Cour de cassation, 2 avril 2025, N° Pourvoi 24-81.383
Cour de cassation, 2 avril 2025, N° Pourvoi 24-81.383

Type de juridiction : Cour de cassation

Juridiction : Cour de cassation

Thématique : Confiscation proportionnée et responsabilité individuelle dans le cadre d’une escroquerie organisée

Résumé

Dans cette affaire, un dirigeant d’entreprise a été poursuivi pour escroquerie en bande organisée, tandis que son épouse a été accusée de recel de ce délit. Le tribunal correctionnel a déclaré les deux coupables, condamnant le dirigeant à cinq ans d’emprisonnement et 100 000 euros d’amende, et son épouse à six mois d’emprisonnement et 10 000 euros d’amende. De plus, le tribunal a ordonné la mainlevée de la saisie pénale d’un bien immobilier appartenant aux époux.

═══

### Consignes
1 - Résumez en deux phrases la fiche de l'arrêt du 2 avril 2025.
2 - Poursuivez la fiche de l'arrêt du 2 avril 2025 à la suite de sa dernière phrase.

═══

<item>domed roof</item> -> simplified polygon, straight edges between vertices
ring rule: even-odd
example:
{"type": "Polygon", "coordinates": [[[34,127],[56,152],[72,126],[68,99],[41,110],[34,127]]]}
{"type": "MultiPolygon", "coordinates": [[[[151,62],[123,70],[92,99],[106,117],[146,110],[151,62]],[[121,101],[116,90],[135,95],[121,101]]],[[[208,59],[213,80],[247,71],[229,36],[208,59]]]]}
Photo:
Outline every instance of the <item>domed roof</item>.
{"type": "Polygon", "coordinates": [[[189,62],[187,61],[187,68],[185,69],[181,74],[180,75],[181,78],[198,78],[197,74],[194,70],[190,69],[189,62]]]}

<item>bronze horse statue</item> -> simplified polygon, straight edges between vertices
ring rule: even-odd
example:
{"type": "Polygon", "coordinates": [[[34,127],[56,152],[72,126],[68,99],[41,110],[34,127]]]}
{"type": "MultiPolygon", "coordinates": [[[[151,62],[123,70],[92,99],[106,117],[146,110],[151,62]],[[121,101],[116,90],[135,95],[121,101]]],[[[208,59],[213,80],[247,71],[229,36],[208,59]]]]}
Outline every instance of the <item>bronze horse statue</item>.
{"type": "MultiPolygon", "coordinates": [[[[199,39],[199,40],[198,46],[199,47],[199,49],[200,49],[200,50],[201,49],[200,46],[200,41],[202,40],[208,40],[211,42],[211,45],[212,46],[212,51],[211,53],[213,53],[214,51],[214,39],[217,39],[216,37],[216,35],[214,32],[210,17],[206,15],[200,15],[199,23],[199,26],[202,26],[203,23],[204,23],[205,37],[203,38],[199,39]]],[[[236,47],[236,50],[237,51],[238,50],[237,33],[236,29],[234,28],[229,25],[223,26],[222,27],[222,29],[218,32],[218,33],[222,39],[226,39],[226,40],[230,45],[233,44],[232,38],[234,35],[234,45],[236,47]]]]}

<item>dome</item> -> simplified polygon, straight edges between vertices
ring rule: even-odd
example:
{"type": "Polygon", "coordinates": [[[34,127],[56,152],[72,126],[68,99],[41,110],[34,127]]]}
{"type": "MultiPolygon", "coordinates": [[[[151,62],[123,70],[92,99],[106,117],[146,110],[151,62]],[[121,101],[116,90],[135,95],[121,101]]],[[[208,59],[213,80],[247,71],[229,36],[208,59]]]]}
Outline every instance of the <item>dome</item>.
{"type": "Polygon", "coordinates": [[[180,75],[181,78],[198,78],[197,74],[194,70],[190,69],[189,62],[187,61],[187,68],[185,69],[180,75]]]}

═══

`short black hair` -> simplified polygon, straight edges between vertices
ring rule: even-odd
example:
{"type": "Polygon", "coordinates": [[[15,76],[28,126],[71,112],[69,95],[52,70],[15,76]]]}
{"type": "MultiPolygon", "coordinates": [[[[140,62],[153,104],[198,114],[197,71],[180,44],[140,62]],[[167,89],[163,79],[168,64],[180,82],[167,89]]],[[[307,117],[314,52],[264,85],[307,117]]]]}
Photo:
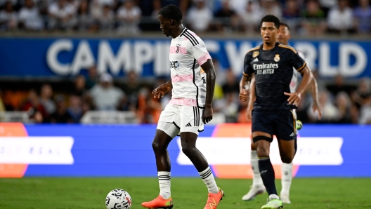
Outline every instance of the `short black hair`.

═══

### Corrigés
1 - Un dirigeant d'entreprise a été poursuivi pour escroquerie en bande organisée, et son épouse pour recel de ce délit. Le tribunal correctionnel les a déclarés coupables, condamnant le dirigeant à cinq ans d'emprisonnement et 100 000 euros d'amende et son épouse à six mois d'emprisonnement et 10 000 euros d'amende, puis a ordonné la mainlevée de la saisie pénale d'un bien immobilier appartenant aux époux.

2 -
Le dirigeant a interjeté appel de la décision, tandis que le ministère public a également fait appel, contesté la mainlevée de la saisie. La cour d’appel a infirmé le jugement de première instance concernant la saisie et a prononcé la confiscation en valeur de l’immeuble, évalué à 207 000 euros, en raison des profits tirés de l’infraction. Cette décision a été contestée par le dirigeant, qui a soutenu que la confiscation ne respectait pas les principes de personnalité des peines et de proportionnalité, arguant que la confiscation d’un bien commun à deux époux ne pouvait pas être totale sans tenir compte de la part de l’épouse.

La cour d’appel a justifié sa décision en affirmant que le produit de l’infraction, estimé à 380 000 euros, avait été largement utilisé par le dirigeant, qui avait joué un rôle central dans l’organisation frauduleuse. Les juges ont considéré que la confiscation de l’immeuble était proportionnée au regard de la gravité des faits et du préjudice subi par les victimes. En conclusion, la cour a estimé que la confiscation était justifiée, écartant ainsi les moyens soulevés par le dirigeant et confirmant la décision de confiscation.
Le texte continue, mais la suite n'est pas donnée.